**SOURCE TEXT:**
····················

SEKINCHAN, Malaysia: He may be 92 but Malaysia’s ex-strongman Mahathir Mohamad has brushed aside the constraints of age to hit the campaign trail for upcoming polls, as he takes on scandal-plagued premier Najib Razak.
Mahathir was welcomed by cheering voters at a fishing village on Friday, in a late-night stop as he seeks to woo voters crucial to victory in polls that must be called by August.
Such a scene would have been unthinkable until recently — Mahathir was addressing an event organized by an opposition party that fought against his rule during his 22 years in power.
“This time, we have a chance to change the Barisan Nasional (BN) government,” the elderly politician thundered, referring to the coalition that has ruled Malaysia since independence in 1957, and which he himself once led.
Mahathir was picked as the opposition coalition’s prime ministerial candidate this month, in a political volte-face that shook up a race that long looked like an easy win for the government.
His coalition hopes he will win rural votes, particularly those of the Muslim Malay majority, who have long supported the government in exchange for policies favoring them but have become disillusioned due to the rising cost of living and a financial scandal ensnaring Najib.
“The critical factor in this election would be Malay voters that are disgruntled,” said Ibrahim Suffian, head of independent polling firm Merdeka Center, told Agence France-Presse.
Mahathir is himself Malay, and has long championed the Malay cause. The opposition hopes the votes he peels away from the government will complement their traditional support base of people in the cities and minorities, particularly the ethnic Chinese.
Analysts do not expect the opposition to win due to BN’s dominance of the political system, but if the unlikely happens, Mahathir will become the world’s oldest prime minister.

····················

**COMPLETE THE FOLLOWING:**
- 1) Retype the article about Mahathir's campaign from "Mahathir is himself" up to and including "oldest prime minister.".
- 2) According to the article about Mahathir's campaign, who heads the independent polling firm Merdeka Center?
Rely only on the article about Mahathir's campaign.

**Stored items:**
····················

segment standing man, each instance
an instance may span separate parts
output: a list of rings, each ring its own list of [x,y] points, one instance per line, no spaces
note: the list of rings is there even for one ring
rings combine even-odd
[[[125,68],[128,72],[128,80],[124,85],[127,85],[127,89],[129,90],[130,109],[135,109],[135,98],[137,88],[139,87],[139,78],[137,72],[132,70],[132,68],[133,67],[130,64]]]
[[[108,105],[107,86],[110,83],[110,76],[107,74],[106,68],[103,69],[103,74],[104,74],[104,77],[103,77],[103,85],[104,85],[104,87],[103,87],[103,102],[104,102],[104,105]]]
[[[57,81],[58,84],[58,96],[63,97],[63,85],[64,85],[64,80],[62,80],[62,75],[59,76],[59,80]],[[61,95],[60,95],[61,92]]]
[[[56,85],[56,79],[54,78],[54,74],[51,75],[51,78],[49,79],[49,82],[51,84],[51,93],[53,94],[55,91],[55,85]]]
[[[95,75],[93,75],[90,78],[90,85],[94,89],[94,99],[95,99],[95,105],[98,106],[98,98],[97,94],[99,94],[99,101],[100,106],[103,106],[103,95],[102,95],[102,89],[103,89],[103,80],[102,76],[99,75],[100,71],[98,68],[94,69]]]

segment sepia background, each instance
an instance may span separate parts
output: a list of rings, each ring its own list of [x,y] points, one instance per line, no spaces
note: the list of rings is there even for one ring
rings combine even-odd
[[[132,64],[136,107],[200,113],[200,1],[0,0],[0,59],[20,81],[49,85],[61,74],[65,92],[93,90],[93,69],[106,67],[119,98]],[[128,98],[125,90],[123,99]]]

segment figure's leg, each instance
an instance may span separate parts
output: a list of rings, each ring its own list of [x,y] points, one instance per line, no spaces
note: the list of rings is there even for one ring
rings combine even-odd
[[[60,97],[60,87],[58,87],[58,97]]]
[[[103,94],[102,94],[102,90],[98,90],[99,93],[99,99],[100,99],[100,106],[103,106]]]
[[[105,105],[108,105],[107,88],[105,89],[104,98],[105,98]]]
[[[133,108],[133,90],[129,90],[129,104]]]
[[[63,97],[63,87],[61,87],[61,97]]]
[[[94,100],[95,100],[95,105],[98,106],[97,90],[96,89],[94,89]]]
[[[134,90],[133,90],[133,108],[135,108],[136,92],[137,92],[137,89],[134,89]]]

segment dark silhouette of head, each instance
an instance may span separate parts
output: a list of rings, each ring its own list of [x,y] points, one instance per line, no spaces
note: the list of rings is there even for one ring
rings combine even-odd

····················

**EXPECTED OUTPUTS:**
- 1)
Mahathir is himself Malay, and has long championed the Malay cause. The opposition hopes the votes he peels away from the government will complement their traditional support base of people in the cities and minorities, particularly the ethnic Chinese.
Analysts do not expect the opposition to win due to BN’s dominance of the political system, but if the unlikely happens, Mahathir will become the world’s oldest prime minister.

- 2) Ibrahim Suffian